Excerpt from my  "to-do" outline for GELLMU:
(Generalized Extensible LaTeX-Like MarkUp)
[http://www.albany.edu/~hammond/gellmu/veterans.html]

Provide a didactic note explaining why, except for *mistakes* and
foibles, the legacy of more than 200 hundred years of mainstream
typeset mathematical notation is NOT one of ambiguity.  This will not
be prescriptive for future notation but descriptive of how one may
"parse" past mainstream notation.  After all, human readers do it all
the time.  The key is that one needs "type" information for each
expression.  This rests on having type information for each symbol.
Symbols are the (Democritus) "atoms" among expressions.  When given type
information for each symbol, a robot needs to be able to deduce type
information for each expression.


MATHEXPR outline, Very Draft 1.3.1

The URL of the Current Very Draft is:

        http://www.albany.edu/~hammond/gellmu/notation

Actually, one will also need a separate syntax (that is prescribeable)
for "type expression".  It will govern how expression types are built up
recursively from symbol types as expressions are formed.  In this syntax
names need to be pretty much entirely alpha-numeric, perhaps augmented
by '(', ')', and '/' in order to have sanity with an overall design
for "multiple independently-reusable documents (MIRD)".  [ :-) ]

Of course, the long legacy of typeset documents is that authors have
always, relative to their intended audiences, provided adequate type
information in text description apart from formal notation.

This is not yet intended to be as complete as the documentation of
"regular expression" in the E-lisp manual, but I hope that it covers
the most essential points.  The task ultimately is to have a
definition of "mathexpr" that is parallel to the E-lisp definition of
"regexp".  Here I am trying to provide a guide for an author of such a
more formal definition based on my personal observation of legacy
practice.

▸ To do
Reproduce the GELLMU outline word for word, from "Actually, one will" up to and including "from formal notation.".

▸ Material
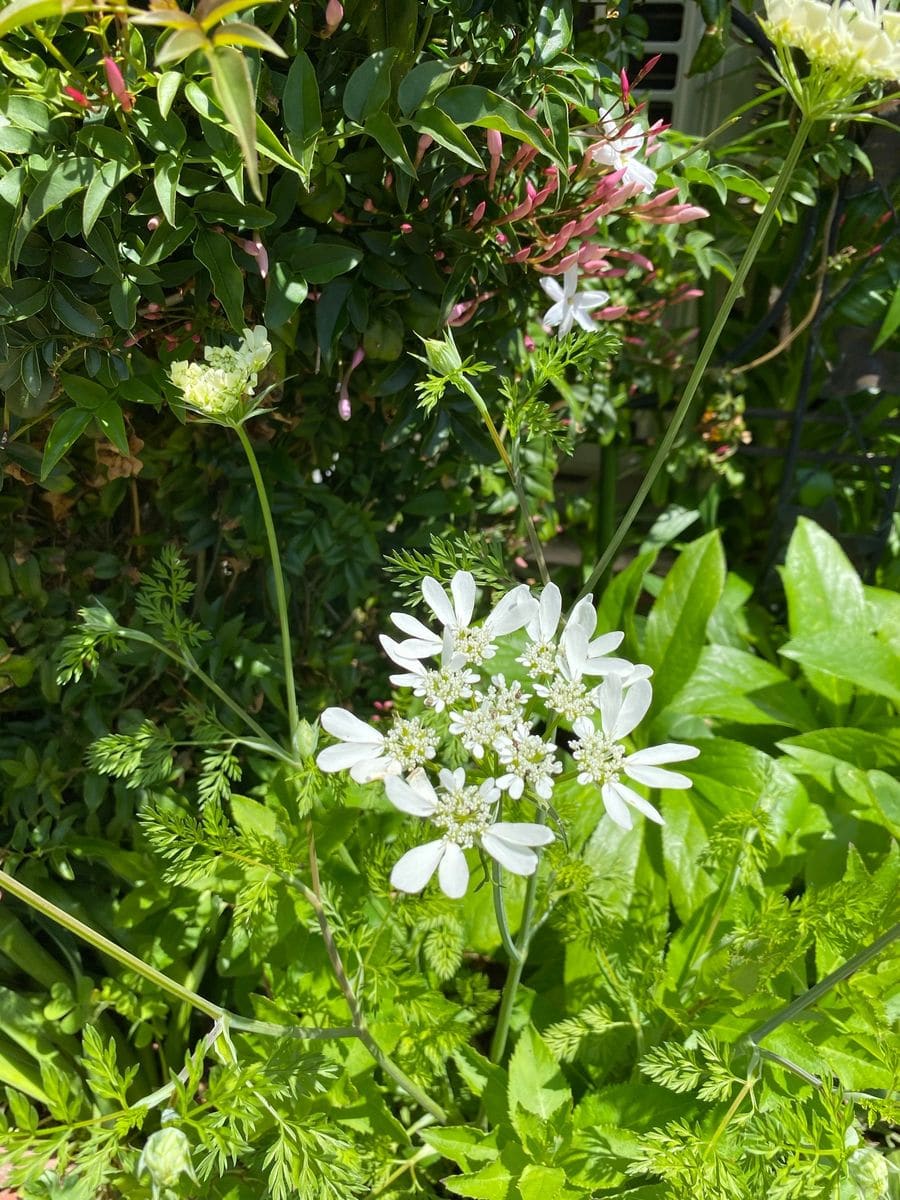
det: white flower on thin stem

▸ Exercise response
Actually, one will also need a separate syntax (that is prescribeable)
for "type expression".  It will govern how expression types are built up
recursively from symbol types as expressions are formed.  In this syntax
names need to be pretty much entirely alpha-numeric, perhaps augmented
by '(', ')', and '/' in order to have sanity with an overall design
for "multiple independently-reusable documents (MIRD)".  [ :-) ]

Of course, the long legacy of typeset documents is that authors have
always, relative to their intended audiences, provided adequate type
information in text description apart from formal notation.